*What needs to be done*
State how many lines in the listing below hold "ceiling", with no other words.

*Supplied data*
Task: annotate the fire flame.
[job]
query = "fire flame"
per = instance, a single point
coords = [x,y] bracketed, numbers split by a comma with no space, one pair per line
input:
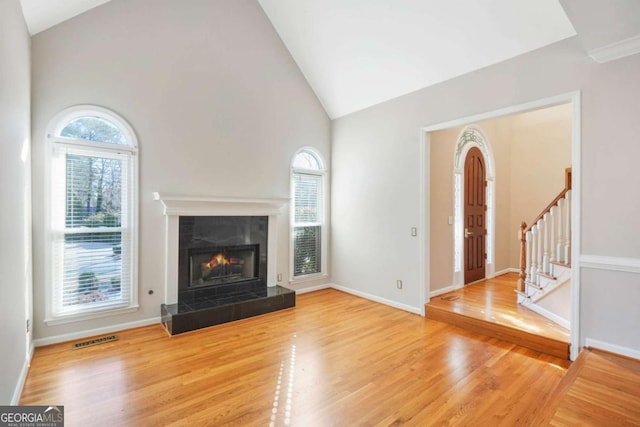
[218,260]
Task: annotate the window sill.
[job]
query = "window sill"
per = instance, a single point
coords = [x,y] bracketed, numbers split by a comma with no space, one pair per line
[308,278]
[60,320]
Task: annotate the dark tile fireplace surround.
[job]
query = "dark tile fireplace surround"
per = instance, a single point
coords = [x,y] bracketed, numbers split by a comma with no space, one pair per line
[222,273]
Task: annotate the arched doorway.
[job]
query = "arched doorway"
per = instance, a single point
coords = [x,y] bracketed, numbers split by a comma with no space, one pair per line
[475,206]
[472,138]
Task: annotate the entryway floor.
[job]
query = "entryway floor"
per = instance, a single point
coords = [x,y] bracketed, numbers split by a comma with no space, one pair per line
[490,307]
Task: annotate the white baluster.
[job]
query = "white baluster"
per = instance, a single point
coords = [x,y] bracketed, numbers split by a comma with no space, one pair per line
[534,251]
[528,238]
[552,234]
[560,242]
[545,242]
[539,251]
[567,233]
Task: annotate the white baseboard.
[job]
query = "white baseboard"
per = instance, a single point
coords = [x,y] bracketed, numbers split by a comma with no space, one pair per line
[629,265]
[17,391]
[612,348]
[93,332]
[442,291]
[375,298]
[304,290]
[505,271]
[549,315]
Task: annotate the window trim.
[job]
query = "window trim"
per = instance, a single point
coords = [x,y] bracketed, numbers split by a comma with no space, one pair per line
[52,141]
[323,173]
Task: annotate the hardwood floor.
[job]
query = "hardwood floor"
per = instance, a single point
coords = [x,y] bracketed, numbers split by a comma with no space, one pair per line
[490,307]
[600,389]
[335,359]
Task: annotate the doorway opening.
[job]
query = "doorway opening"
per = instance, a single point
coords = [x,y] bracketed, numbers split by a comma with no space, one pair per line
[452,253]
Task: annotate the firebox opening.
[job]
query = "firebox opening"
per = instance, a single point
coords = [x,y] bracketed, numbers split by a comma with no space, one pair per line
[223,265]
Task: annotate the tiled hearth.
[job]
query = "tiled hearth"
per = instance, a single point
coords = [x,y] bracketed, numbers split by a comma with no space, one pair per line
[190,305]
[224,304]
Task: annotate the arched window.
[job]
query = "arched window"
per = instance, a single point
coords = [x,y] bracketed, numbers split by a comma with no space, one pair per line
[308,230]
[92,159]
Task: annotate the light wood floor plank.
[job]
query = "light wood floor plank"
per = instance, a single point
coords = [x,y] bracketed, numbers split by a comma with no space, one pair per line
[335,359]
[490,307]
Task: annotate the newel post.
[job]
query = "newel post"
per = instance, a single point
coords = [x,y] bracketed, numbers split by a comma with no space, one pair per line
[523,257]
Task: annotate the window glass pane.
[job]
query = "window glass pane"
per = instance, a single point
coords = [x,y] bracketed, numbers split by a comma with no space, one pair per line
[308,192]
[92,269]
[306,160]
[94,129]
[306,247]
[94,191]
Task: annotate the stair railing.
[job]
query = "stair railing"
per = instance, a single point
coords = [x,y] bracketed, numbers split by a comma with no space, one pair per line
[547,240]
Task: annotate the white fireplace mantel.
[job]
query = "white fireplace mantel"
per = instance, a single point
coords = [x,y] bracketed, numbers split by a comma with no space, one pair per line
[185,205]
[177,205]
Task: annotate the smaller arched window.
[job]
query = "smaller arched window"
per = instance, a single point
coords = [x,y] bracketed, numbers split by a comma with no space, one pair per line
[92,161]
[308,229]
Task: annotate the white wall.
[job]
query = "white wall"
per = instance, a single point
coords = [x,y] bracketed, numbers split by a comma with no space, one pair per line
[217,102]
[376,175]
[15,199]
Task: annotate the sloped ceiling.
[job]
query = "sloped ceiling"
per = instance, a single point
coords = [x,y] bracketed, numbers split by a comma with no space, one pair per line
[358,53]
[43,14]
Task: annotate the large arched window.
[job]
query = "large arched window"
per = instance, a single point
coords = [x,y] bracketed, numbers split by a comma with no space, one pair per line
[308,230]
[92,253]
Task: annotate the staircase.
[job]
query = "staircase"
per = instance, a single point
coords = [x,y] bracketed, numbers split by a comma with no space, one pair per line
[545,254]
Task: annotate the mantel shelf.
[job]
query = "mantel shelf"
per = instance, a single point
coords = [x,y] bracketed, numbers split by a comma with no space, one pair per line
[197,205]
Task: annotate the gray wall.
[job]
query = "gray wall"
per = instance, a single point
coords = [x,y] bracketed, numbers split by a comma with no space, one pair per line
[376,168]
[15,196]
[217,102]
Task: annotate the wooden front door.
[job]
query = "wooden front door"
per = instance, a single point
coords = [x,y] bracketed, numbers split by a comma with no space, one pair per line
[475,207]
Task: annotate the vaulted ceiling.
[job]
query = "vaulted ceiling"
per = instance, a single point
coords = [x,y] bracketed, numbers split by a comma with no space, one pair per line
[358,53]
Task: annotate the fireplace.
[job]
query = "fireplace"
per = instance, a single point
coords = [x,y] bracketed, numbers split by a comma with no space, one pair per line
[220,260]
[224,265]
[219,251]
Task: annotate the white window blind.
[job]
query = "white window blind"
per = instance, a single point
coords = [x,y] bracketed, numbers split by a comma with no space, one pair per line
[307,221]
[93,260]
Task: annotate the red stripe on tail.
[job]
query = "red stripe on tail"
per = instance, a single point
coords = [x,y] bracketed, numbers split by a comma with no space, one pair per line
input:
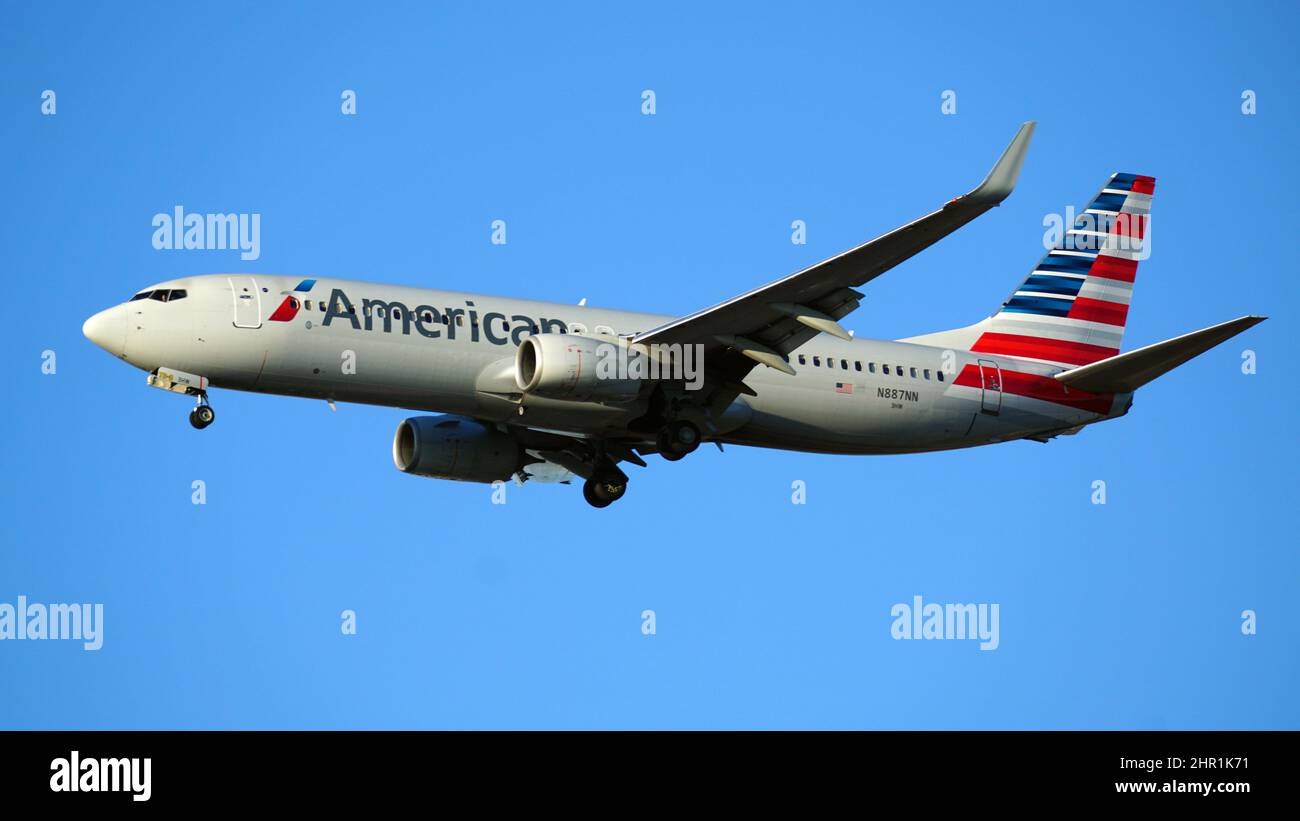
[1039,347]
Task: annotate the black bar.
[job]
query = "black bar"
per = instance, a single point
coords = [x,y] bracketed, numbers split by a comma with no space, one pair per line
[213,769]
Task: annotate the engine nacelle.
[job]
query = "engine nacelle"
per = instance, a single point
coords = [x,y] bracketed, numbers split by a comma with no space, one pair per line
[454,447]
[570,366]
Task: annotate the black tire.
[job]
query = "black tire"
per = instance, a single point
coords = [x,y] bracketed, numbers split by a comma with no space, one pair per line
[202,416]
[677,439]
[601,491]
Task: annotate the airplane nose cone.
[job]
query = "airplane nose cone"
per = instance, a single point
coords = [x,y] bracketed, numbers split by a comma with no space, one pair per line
[108,329]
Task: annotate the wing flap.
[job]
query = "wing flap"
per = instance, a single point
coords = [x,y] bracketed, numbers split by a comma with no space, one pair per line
[1127,372]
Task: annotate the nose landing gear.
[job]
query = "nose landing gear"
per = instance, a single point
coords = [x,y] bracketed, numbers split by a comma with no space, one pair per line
[203,415]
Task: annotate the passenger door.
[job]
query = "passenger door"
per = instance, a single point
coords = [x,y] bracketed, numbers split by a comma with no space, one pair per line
[247,302]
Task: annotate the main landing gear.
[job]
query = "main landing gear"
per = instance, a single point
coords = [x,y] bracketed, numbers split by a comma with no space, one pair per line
[203,415]
[677,439]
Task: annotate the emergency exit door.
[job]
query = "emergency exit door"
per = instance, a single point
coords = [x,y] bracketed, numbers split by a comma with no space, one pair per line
[247,302]
[991,387]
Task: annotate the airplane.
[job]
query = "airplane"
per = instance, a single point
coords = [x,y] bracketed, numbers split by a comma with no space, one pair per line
[519,391]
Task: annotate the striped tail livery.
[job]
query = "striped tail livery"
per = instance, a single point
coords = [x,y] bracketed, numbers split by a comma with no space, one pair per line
[1071,308]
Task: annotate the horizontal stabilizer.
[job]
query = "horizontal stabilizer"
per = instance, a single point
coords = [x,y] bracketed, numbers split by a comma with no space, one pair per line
[1127,372]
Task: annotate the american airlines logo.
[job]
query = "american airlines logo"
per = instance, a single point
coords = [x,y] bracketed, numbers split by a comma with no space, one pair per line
[428,321]
[614,361]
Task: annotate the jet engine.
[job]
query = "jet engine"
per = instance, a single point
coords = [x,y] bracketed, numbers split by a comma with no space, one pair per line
[575,368]
[454,447]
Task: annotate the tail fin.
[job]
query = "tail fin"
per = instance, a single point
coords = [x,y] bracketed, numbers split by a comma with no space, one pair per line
[1073,307]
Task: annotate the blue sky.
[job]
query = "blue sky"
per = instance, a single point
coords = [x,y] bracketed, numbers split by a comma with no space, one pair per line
[528,615]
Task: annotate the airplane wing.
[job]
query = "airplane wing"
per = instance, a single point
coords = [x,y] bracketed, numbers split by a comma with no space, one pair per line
[768,322]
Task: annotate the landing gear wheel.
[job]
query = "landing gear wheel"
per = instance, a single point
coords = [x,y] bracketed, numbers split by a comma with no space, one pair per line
[677,439]
[601,490]
[202,416]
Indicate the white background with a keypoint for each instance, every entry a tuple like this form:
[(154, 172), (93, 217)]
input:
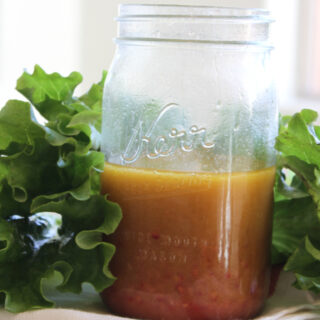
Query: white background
[(68, 35)]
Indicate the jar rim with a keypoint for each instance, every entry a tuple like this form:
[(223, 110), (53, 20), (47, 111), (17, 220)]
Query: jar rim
[(129, 10)]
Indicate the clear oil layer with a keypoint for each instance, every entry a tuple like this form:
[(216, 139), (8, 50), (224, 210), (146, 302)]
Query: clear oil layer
[(190, 245)]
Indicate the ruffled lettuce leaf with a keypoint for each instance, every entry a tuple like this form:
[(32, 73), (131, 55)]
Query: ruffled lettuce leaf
[(296, 226), (52, 216)]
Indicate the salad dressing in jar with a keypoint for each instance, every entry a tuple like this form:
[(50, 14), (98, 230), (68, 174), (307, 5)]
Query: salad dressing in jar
[(189, 124)]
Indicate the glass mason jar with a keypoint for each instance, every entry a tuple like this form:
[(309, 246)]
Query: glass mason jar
[(188, 130)]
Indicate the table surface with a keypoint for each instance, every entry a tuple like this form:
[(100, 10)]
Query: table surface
[(287, 303)]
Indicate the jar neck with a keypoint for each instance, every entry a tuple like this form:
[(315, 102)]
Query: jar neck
[(194, 23)]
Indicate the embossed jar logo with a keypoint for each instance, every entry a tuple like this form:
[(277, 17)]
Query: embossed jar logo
[(163, 134)]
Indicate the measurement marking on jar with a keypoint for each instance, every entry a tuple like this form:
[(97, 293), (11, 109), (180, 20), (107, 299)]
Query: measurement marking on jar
[(161, 256), (147, 142), (165, 240)]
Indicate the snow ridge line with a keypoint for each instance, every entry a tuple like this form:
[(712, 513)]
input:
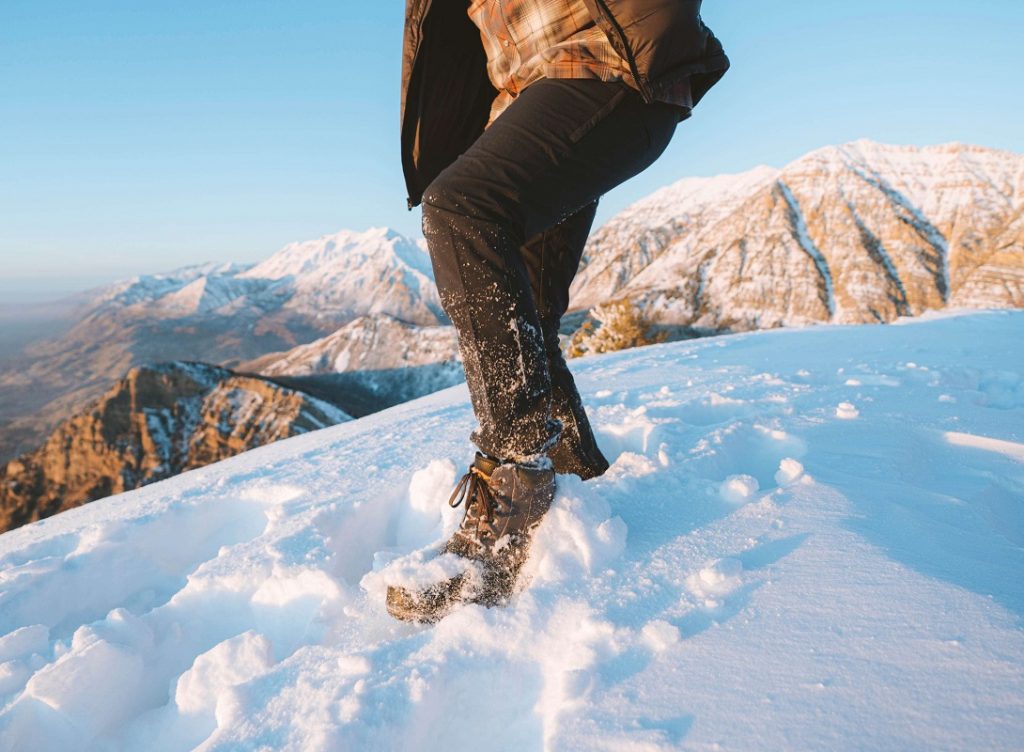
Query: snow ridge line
[(804, 238)]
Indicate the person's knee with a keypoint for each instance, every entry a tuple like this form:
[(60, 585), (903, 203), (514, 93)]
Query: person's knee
[(457, 195)]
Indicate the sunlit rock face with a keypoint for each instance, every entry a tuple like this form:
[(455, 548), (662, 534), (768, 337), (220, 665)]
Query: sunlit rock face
[(157, 422), (853, 234)]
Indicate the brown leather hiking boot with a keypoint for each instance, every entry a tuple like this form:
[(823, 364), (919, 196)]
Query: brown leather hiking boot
[(504, 504)]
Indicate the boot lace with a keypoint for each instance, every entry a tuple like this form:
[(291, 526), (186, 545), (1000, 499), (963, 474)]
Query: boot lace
[(481, 503)]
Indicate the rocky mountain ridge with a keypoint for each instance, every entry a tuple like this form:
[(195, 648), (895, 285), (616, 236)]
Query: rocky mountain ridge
[(859, 233), (216, 312), (156, 422)]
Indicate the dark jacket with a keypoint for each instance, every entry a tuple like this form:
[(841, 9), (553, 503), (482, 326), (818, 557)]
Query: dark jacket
[(446, 95)]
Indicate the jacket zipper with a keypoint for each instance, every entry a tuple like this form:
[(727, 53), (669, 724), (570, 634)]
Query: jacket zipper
[(644, 91)]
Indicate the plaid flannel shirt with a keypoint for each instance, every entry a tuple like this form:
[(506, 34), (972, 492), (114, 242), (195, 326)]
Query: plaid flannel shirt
[(526, 40)]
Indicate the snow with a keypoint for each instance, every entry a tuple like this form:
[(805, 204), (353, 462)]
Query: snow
[(858, 587)]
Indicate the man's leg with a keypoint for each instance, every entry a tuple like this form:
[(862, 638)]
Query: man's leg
[(552, 258), (559, 147)]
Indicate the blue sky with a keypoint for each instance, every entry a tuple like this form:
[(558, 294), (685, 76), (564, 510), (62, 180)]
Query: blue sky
[(139, 136)]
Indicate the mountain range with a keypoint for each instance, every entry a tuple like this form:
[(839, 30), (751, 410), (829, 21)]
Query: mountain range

*Result*
4